I made my first trip to Australia with Heather to meet her parents in 1980. She has a sister, Sandra, who had disappeared from the family. This was a source of sadness for Heather. There had been a rift: Sandra had been going to get married, but, at the last minute, she called it off because she’d fallen in love with somebody else. Heather remembered Sandra throwing the wedding cake out of the car window; it rolled down the road in front of them like an iced spare tyre. There was a huge row, Sandra didn’t want to be in touch with her family, and so she left the continent and went to live in California. I was curious to see where Heather came from, who her people were.

My first greeting on landing in Australia was when the immigration clerk said to me, painfully slowly, ‘Can… you… read?’ I looked at her, and thought, ‘What the fuck is this all about?’ I said, ‘Y-e-s,’ quite slowly. She had in her hand some documents and, pointing to one of them, she said again, ‘Can you read?’ ‘Yes,’ I replied, again slowly. ‘Can you read this?’ I looked at the document and said, ‘Yes!’ Then I got a bit irritated and said, ‘Look here, is there a problem? I’ve actually got a degree in English from Cambridge University!’ The woman took a step back and said, ‘Ahh, sorry, miss. You haven’t signed your form. I thought you was an ethnic.’ That was my welcome to Australia. And of course, she was right, I AM an ‘ethnic’.

We went to stay with Heather’s parents, in the entirely invented city of Canberra. It had been designed for civil servants to bring up their children in safety and comfort, by an American architect, Walter Burley Griffin. Heather’s father, Traill, was the retired professor of mathematics at the military college of Duntroon (Australia’s Sandhurst), a pleasant, cultivated man; her mother, Beatrice, always called Bea, was known as a ‘party girl’. I didn’t know then that she was an alcoholic. I saw no signs of it, but her habit had caused havoc in the family. They had no idea about our relationship. I had told my parents that I was a lesbian, but Heather’s parents didn’t have a clue — and this visit was definitely not a ‘coming out’ occasion. Heather had impressed on me that that was not to happen. Indeed, when her mother did find out, some years later, she was furious; she felt I’d seduced her daughter and taken her away. Consequently, relations between her and me were icy for a very long time. To Heather’s mother and father, therefore, on this first visit to Australia, I was just Heather’s ‘friend’. I had my own room, and they were terribly nice to me.

I loved Australia. I felt at home immediately — I didn’t have to think about it at all. The first thing that strikes you is the quality of the light: more blinding than you can imagine. It simply astonishes you. It’s so bright that most people’s eyes are crinkly from continually squinting against the glare of the sun. And then there’s the mind-boggling vastness of the sky, bigger than any sky I’d ever seen.

▸ Listing
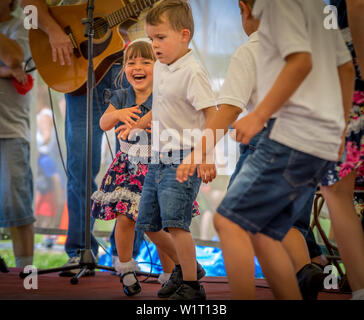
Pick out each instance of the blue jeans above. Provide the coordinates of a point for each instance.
(272, 188)
(16, 183)
(76, 141)
(245, 151)
(165, 202)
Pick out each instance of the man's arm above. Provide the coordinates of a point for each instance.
(355, 10)
(59, 41)
(11, 54)
(295, 71)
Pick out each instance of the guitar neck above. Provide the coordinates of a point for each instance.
(131, 10)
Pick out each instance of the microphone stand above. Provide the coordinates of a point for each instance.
(87, 258)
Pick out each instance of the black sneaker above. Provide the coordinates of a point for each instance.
(134, 288)
(186, 292)
(73, 272)
(3, 266)
(176, 280)
(311, 281)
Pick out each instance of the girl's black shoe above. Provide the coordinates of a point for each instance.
(134, 288)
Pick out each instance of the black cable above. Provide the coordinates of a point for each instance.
(64, 167)
(100, 112)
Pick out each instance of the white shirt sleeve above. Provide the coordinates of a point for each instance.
(240, 81)
(288, 26)
(199, 92)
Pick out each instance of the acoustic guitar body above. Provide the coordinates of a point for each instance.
(107, 48)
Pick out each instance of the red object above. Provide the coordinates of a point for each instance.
(24, 88)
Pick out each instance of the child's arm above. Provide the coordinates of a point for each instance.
(143, 123)
(296, 69)
(113, 116)
(347, 82)
(220, 119)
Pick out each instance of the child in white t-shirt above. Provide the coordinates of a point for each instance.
(304, 79)
(182, 102)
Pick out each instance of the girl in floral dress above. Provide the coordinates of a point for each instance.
(338, 186)
(120, 191)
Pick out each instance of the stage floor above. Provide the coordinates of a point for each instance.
(104, 286)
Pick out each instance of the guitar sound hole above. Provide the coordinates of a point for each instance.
(100, 28)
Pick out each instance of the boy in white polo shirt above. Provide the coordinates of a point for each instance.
(299, 64)
(239, 94)
(182, 99)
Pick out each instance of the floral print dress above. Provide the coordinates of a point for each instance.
(122, 185)
(353, 157)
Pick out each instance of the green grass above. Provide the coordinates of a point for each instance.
(41, 260)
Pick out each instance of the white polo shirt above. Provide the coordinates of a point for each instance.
(240, 85)
(180, 92)
(312, 120)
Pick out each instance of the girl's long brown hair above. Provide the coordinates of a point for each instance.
(134, 50)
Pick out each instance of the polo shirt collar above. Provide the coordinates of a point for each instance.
(180, 62)
(254, 36)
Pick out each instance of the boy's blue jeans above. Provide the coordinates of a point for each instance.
(165, 202)
(272, 188)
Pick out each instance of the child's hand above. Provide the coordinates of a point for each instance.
(343, 144)
(128, 115)
(184, 171)
(19, 74)
(248, 127)
(207, 172)
(123, 131)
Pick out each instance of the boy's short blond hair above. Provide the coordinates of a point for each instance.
(13, 5)
(178, 13)
(249, 2)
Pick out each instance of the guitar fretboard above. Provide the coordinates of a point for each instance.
(131, 10)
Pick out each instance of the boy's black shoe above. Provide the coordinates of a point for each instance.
(176, 280)
(186, 292)
(311, 281)
(134, 288)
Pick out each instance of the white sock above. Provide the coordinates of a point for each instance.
(125, 267)
(358, 295)
(164, 277)
(21, 262)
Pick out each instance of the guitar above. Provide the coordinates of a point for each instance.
(108, 43)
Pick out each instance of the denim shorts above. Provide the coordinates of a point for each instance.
(165, 202)
(272, 188)
(16, 186)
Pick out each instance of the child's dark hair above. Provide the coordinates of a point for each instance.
(178, 13)
(134, 50)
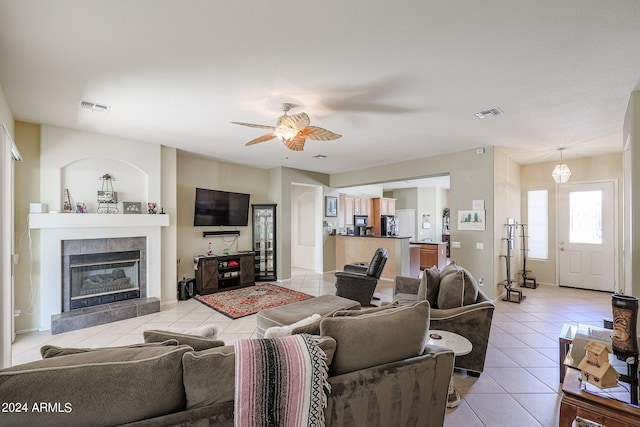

▸ To be done
Write out, word for word, the passage from the account of the first trip to Australia, starting at "I made my first" and ending at "her people were.".

▸ Exercise response
I made my first trip to Australia with Heather to meet her parents in 1980. She has a sister, Sandra, who had disappeared from the family. This was a source of sadness for Heather. There had been a rift: Sandra had been going to get married, but, at the last minute, she called it off because she’d fallen in love with somebody else. Heather remembered Sandra throwing the wedding cake out of the car window; it rolled down the road in front of them like an iced spare tyre. There was a huge row, Sandra didn’t want to be in touch with her family, and so she left the continent and went to live in California. I was curious to see where Heather came from, who her people were.